SHORT TASK:
Convert all the rows below into a JSON list of strings, one string per line. Skip blank lines and leave the pictures out.

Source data
## Start

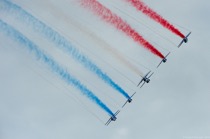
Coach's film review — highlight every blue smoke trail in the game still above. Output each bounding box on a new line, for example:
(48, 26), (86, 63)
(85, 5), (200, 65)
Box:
(1, 0), (130, 99)
(0, 19), (114, 116)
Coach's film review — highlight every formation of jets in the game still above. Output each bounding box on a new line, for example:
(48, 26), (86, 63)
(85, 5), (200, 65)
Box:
(105, 32), (191, 126)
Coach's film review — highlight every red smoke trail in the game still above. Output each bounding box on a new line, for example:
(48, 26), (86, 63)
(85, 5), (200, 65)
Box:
(82, 0), (164, 58)
(127, 0), (185, 38)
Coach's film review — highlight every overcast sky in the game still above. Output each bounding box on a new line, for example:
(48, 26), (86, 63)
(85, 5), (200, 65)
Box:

## End

EXERCISE OUTPUT:
[
  "Coach's film review — highlight every blue smoke trail in the game still above. Output each bounding box on a new line, for example:",
  "(48, 26), (86, 63)",
  "(85, 5), (200, 65)",
  "Box:",
  "(1, 0), (130, 99)",
  "(0, 19), (114, 116)",
  "Coach's film review — highlight every formation of jets in the game still above. Output each bounding box on a new line, for example:",
  "(48, 26), (86, 63)",
  "(85, 5), (200, 65)",
  "Box:",
  "(105, 32), (191, 126)",
  "Coach's film review — highlight every red smoke trail in the game still above. Output each bounding box on a new line, for example:",
  "(48, 26), (86, 63)",
  "(85, 5), (200, 65)",
  "Box:",
  "(82, 0), (164, 58)",
  "(127, 0), (185, 38)",
  "Coach's film review — highlight every overcast sky in the game still above. Output each bounding box on a new line, for example:",
  "(48, 26), (86, 63)",
  "(85, 5), (200, 65)",
  "Box:"
]